# TASK INPUTS start
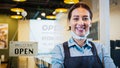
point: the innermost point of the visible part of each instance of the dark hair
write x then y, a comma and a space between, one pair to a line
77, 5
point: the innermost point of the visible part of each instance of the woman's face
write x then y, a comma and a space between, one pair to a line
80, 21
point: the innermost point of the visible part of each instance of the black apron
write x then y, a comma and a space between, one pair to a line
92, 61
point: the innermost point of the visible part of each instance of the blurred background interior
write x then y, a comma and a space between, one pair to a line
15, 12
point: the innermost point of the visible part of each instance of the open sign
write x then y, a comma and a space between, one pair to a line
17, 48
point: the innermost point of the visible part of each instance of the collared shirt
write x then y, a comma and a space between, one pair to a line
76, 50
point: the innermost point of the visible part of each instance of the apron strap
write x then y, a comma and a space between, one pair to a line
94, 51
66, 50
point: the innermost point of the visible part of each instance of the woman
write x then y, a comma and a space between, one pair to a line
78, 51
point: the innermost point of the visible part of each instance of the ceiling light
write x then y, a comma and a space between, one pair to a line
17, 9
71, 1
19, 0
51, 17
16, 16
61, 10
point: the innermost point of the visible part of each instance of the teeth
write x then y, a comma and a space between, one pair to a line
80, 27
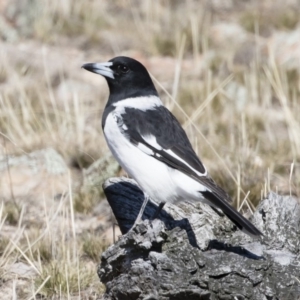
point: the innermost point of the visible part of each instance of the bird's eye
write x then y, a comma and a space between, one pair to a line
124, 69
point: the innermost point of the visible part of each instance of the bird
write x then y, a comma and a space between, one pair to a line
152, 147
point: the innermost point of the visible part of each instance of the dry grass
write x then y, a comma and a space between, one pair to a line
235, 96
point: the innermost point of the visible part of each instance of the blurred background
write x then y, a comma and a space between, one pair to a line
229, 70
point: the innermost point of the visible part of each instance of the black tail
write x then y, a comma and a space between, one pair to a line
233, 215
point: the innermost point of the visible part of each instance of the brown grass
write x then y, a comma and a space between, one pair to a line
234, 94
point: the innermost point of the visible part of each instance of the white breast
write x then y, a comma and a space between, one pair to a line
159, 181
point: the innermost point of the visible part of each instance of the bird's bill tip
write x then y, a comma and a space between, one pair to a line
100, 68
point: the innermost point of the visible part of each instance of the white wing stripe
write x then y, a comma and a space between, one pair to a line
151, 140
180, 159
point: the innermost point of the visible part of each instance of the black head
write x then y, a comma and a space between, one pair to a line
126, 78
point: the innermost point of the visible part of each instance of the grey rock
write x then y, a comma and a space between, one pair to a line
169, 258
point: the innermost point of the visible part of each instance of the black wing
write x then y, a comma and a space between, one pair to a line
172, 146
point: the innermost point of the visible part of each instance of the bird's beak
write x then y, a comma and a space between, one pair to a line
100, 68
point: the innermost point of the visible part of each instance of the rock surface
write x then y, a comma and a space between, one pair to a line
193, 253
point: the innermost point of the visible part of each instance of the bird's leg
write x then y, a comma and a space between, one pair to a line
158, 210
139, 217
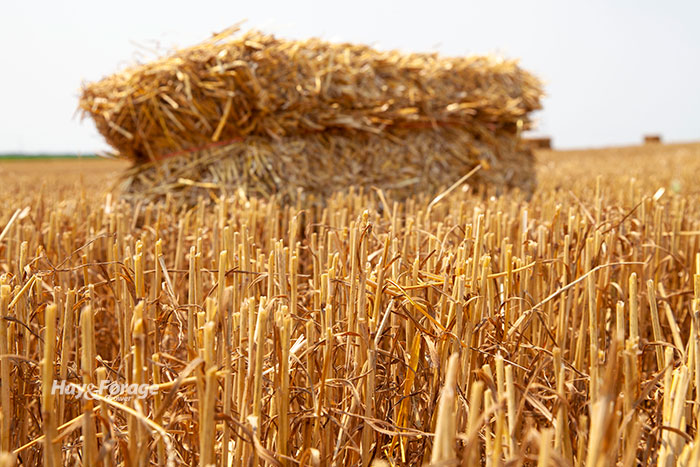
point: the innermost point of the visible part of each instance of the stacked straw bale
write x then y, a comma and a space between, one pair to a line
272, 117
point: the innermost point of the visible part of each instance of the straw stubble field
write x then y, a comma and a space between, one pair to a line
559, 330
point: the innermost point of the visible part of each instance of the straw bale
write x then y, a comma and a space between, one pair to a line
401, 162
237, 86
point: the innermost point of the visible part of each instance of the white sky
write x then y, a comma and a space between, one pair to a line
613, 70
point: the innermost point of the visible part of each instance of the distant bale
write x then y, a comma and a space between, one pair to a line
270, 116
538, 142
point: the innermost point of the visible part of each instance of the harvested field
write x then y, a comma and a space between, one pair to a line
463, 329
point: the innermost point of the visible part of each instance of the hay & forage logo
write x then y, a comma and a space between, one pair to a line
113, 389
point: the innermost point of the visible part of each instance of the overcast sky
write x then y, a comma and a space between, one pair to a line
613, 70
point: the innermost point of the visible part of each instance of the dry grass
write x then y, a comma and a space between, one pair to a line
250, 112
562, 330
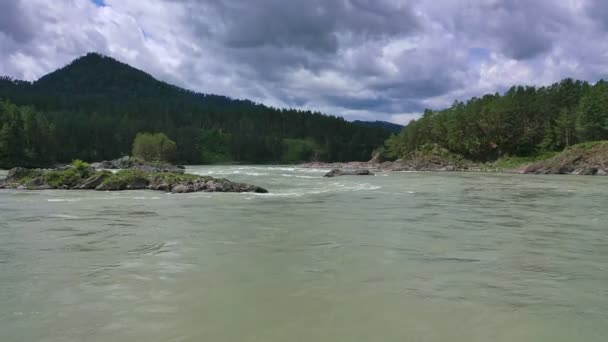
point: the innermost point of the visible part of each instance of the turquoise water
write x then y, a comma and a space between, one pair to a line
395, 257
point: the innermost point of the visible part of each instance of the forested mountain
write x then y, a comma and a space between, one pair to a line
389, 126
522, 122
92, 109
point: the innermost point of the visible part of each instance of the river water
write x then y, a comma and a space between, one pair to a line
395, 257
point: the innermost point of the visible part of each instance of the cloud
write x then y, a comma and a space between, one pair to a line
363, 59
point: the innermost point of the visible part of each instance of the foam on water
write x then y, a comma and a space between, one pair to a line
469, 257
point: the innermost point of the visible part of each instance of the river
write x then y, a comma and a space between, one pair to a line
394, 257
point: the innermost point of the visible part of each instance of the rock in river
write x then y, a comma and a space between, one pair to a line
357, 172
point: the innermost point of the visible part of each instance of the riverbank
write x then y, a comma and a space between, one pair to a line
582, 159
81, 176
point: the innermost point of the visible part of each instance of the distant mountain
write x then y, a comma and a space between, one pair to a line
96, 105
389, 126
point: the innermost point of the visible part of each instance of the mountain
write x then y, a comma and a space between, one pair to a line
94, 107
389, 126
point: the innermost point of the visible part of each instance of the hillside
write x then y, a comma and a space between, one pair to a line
# TASK INPUTS end
§ **TASK TO CARRY OUT**
Could you quote, exactly as they appear, the line containing "the river water" and every line after it to the end of the records above?

§ **TASK RESULT**
point: the innermost point of the visible part of each instance of the river water
write x then y, a comma and a space between, one pair to a line
395, 257
point: the innermost point of the visible part of each instance of the cloud
write x then y, a comma and a space between, one pair to a line
363, 59
point: the innermost point of the visible part of each instance of the foam on water
write x then y, a comma and a space between, one pair to a line
469, 257
point: the innermost point of the visible part of each instance of the river
write x then y, a comma and a space between, one pair to a line
394, 257
point: the innermost point of the visible part of each instance of the rock in river
write x then y, a comma and a space between, one pair to a line
357, 172
point: the innermost point of the visible part of each instance of the riverbank
write x then y, a comma and a space between, one pair to a line
582, 159
81, 176
point: the innermost point of the visible part of each instance of the distant mountain
write x then y, a comma and a space between, one pair to a line
96, 105
389, 126
point: the innermost point of the visible part of each instance of the mountain
write x then y, a comma and a space between, one pair to a line
94, 107
389, 126
point: the innermost point of the visible part of each instance of the hillside
write x then y, a comma and a space between, one pair to a line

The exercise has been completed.